Stated problem: Scale the records starting with the line containing "Phrase: green foliage" and going on through the end of the records, and give only those lines again in full, requests included. Multiply every point coordinate in the answers by 2 and round it to a whole number, halves up.

Source material:
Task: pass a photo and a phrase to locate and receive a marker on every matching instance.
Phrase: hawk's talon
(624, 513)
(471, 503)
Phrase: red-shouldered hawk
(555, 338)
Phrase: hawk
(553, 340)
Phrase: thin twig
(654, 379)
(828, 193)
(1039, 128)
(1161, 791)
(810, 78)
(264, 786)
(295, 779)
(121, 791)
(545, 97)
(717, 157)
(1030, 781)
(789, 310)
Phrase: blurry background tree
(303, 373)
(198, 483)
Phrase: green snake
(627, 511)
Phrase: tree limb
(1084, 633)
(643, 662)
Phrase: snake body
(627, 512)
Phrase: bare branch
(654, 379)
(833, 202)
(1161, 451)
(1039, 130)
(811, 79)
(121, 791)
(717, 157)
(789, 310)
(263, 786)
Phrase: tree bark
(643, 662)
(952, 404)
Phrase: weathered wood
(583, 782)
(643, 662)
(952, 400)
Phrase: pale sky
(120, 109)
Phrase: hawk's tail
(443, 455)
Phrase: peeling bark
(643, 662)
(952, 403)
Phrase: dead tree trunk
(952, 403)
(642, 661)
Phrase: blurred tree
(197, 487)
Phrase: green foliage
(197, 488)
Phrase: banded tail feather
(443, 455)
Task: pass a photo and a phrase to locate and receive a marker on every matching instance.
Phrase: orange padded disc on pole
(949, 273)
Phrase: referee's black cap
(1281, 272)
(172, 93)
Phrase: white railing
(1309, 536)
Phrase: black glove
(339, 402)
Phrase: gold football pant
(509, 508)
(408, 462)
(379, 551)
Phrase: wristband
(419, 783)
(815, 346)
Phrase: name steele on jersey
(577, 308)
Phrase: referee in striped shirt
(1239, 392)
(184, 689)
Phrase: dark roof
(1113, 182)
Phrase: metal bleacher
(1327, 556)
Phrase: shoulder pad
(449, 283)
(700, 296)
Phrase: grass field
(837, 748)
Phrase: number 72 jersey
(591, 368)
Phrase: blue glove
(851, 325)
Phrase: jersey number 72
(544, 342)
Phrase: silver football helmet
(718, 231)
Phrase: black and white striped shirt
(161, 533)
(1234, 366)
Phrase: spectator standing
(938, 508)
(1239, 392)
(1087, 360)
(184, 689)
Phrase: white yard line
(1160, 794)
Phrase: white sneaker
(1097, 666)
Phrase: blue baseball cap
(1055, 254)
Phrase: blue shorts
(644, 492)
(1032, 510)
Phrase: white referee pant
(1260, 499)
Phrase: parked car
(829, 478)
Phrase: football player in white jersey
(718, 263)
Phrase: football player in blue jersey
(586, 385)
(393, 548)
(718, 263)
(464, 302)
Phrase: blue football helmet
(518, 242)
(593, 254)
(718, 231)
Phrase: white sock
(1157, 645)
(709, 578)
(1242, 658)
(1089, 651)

Written solution:
Phrase: green foliage
(394, 976)
Phrase: banded tail feather
(886, 910)
Task: pass a photo and a phrase to locate and receive a marker on every matching instance.
Phrase: orange padded disc on pole
(1898, 546)
Phrase: referee's black cap
(2562, 544)
(344, 186)
Phrase: white railing
(2618, 1072)
Phrase: black glove
(678, 804)
Phrase: gold football pant
(1018, 1016)
(816, 924)
(758, 1102)
Phrase: wristband
(838, 1566)
(1630, 692)
Phrase: name steele on jersey
(1154, 616)
Phrase: referee in striped shirt
(2478, 784)
(368, 1378)
Phrase: dark roof
(2226, 364)
Phrase: metal bleacher
(2654, 1112)
Phrase: shoulder pad
(898, 566)
(1400, 592)
Phrase: grass field
(1674, 1496)
Phrase: number 72 jersey
(1182, 736)
Phrase: blue glove
(1702, 650)
Phrase: jersey number 72
(1088, 684)
Phrase: silver football helmet
(1436, 462)
Phrase: black and white striped shirt
(322, 1066)
(2468, 732)
Phrase: spectator standing
(1876, 1016)
(2478, 784)
(2174, 720)
(368, 1378)
Phrase: white yard line
(2320, 1588)
Phrase: white sneaker
(2194, 1332)
Phrase: blue baseball cap
(2110, 508)
Phrase: blue shorts
(1288, 984)
(2064, 1020)
Phrase: white referee pant
(2520, 998)
Phrase: parked car
(1658, 956)
Phrase: football player in white jersey
(1436, 526)
Phrase: football player in blue jersey
(1172, 770)
(786, 1096)
(1436, 526)
(928, 604)
Phrase: blue football helmet
(1036, 484)
(1186, 508)
(1436, 462)
Phrase: white sock
(2314, 1290)
(1418, 1156)
(2484, 1316)
(2178, 1302)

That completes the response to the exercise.